--- Task to complete ---
Answer these from the text about how family can help a substance user:
(a) Which two words does the writer tend to avoid using with clients?
(b) Besides opiates, which substance does the text say makes the body physically dependent, though to a lesser degree?
(c) What do many amphetamine users report when they use their substance of choice?

--- Extracted text ---
....

How Family Can Help The Substance User

Addiction is not a moral failing.  It’s a damaging habit.

The words “addict” or “addiction” are so freighted with negative meaning that I tend to avoid using them in my work with clients habituated to substances.  Substances are just that.  No more, no less.  If my client is habituated to heroin this does not make them morally suspect, or a bad person.  It just makes them someone who is habituated to heroin.  Someone with a problem in their lives that they want to solve.  A serious problem, yes.  Even life-threatening, yes.  But, still, a problem that can be solved, or at least addressed effectively in various ways.  If my client wants to stop using heroin, then we work on that.  The same is true for any client using any substance, from crystal meth, to alcohol to whatever it might be.  The first thing we all should do is drop the moral judgement.  Such judgements get in the way of supporting a loved one; get in the way of helping them solve their problem.  Judgements of a loved-one’s behavior while using are appropriate and necessary, but judgements of the substance-use itself are virtually always counter-productive.

One major difficulty posed by opiates and to a lesser degree alcohol is that the body becomes physically dependent on the substance.  A loved-one with an opiate habit who cannot get more opiate when they need it will truly feel physically as if they are going to die.  Because of the nature of dependency, the brain of someone who is using heroin cannot use its naturally occurring opiate-like endorphins, and these chemicals regulate numerous crucial physical functions.  The brain needs more in a dependent substance-user to function normally.  Dependency on amphetamines operates a bit differently, but the effect is largely the same:  many amphetamine users report that “I feel normal” when they use their substance of choice.  They may get high, but mostly the substance allows them to feel like themselves, and the more they use, they more they must use to get the same effect.   So when we say to our loved-one“just stop” it’s simply not that easy.  It never is.

....

--- Stored data ---
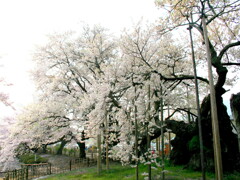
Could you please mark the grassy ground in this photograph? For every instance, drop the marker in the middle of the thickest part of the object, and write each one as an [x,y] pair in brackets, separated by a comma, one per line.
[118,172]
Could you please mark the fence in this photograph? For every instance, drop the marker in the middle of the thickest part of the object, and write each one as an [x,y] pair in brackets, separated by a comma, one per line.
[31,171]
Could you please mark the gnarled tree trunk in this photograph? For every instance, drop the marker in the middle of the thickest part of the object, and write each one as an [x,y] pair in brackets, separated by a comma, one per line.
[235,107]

....

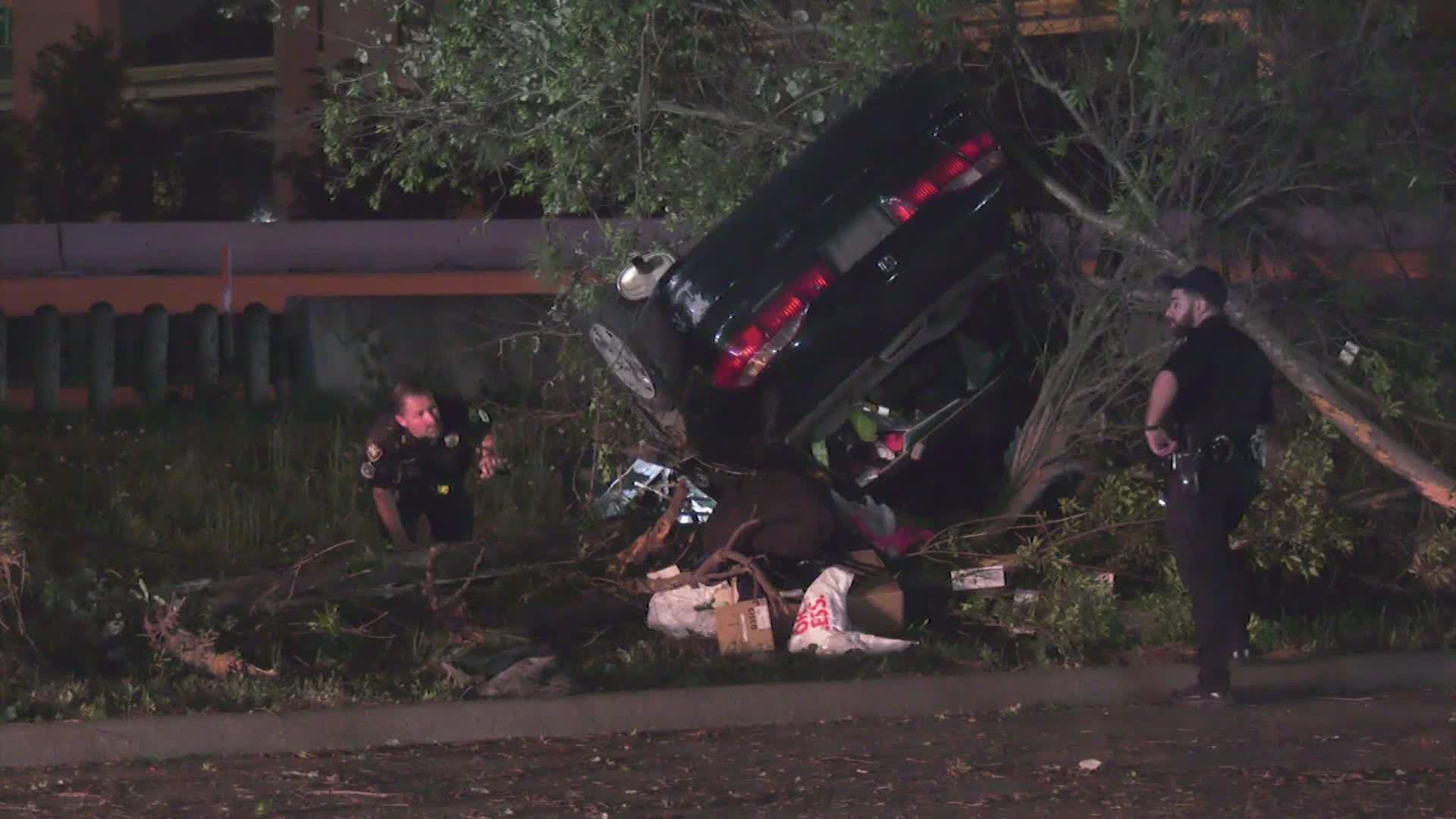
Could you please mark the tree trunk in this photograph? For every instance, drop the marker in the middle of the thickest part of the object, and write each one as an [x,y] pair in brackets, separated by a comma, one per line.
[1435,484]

....

--- Response area ---
(a) "Addict" and "addiction."
(b) Alcohol.
(c) "I feel normal."